Exercise brief =>
Pick up the text on wet-spun polylactide fibers after its last sentence and continue it.

Polylactide is biodegradable and bioresorbable polymer which is used in fibers, packaging, and medical applications. The main method to manufacture polylactide fibers is melt spinning. In this process a molten polymer is extruded through a spinneret and polymer jets are cooled and winded. During the heating the polymer is exposed to a high temperature which can cause a thermo-oxidative degradation of the polymer, and it can be observed in a decrease of molar mass. Furthermore, heat-sensitive additives cannot be added to the polymer melt. During wet spinning polymer is not exposed to the elevated temperature. In this process the polymer solution is extruded through the spinneret, and the filaments are coagulated in a spin bath containing non-solvent of the polymer.

The aim of this thesis was to describe the manufacturing process of wet-spun polylactide stereo copolymer multifilament fibers and to study the filament properties. The first step was to study the solubility and phase separation properties of polylactide stereo copolymers. According to this study dichloromethane was chosen for polymer solvent and methanol and ethanol for non-solvents to the further wet spinning studies. The effect of spin drawing, hot drawing and protein-loading on the physical and mechanical properties, and hydrolytic degradation was examined.

Records provided =>
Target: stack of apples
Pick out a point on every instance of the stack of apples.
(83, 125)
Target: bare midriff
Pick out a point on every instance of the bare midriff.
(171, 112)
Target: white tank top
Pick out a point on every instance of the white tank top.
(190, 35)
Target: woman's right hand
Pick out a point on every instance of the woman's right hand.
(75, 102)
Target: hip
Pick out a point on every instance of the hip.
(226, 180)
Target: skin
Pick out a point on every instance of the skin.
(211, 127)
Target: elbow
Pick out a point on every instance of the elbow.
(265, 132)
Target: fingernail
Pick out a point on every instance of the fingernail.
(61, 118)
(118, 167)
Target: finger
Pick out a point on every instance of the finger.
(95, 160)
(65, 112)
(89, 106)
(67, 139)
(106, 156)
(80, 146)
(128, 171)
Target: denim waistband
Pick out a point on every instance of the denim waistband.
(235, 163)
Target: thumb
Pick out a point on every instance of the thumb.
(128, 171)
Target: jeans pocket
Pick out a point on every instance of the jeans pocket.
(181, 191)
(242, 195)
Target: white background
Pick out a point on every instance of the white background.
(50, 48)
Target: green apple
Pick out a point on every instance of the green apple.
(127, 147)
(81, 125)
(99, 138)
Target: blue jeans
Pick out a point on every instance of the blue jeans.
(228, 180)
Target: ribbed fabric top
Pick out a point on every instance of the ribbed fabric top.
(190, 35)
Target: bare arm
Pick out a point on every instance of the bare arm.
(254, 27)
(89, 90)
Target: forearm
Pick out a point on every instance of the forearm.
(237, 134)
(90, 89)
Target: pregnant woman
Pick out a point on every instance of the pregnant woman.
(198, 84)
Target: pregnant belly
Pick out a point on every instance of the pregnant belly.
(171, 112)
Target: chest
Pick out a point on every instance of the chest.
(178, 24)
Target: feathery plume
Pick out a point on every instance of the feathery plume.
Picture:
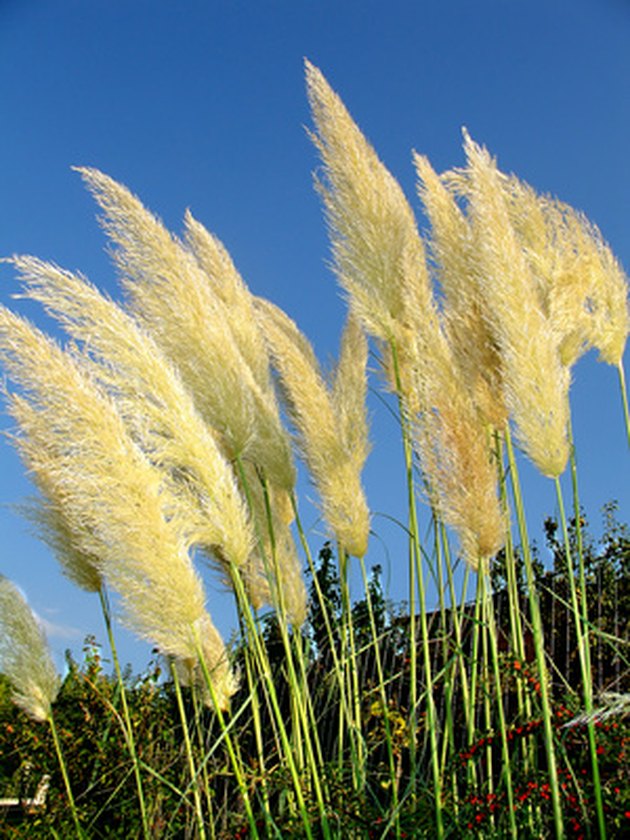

Answer below =>
The filaments had a skin-core structure which is typical for wet-spun filaments. This structure was more distinct with poly(L/D-lactide), L to D ratio 96/4, filaments, and the phase separation ability of this polymer was observed faster than that of poly(L/DLlactide), L to DL ratio 70/30. The increase of the spin draw ratio up to 7.0 improved the tensile strength of filaments. The further increase of the spin draw ratio decreased the tensile strength due to the overstretching of polymer chains. Hot drawing was performed just above the glass transition temperature of polymers. It increased also the tensile strength of the filaments, but hydrolytic degradation rate became slower because of the increased degree of crystallinity. The protein-loaded filaments were more porous than the unloaded filaments due to the probe sonication of the polymer solution. The mechanical properties were also lower compared to the unloaded filaments.

Despite the mechanical properties of the wet-spun filaments were not as high as the normal textile fibers, they are sufficient, for example, for the non-woven production. The diameter of the wet-spun filaments was as lowest about 10 μm, and this size is suitable, for example, for tissue engineering. The described manufacturing method is practical for the small-scale filament production.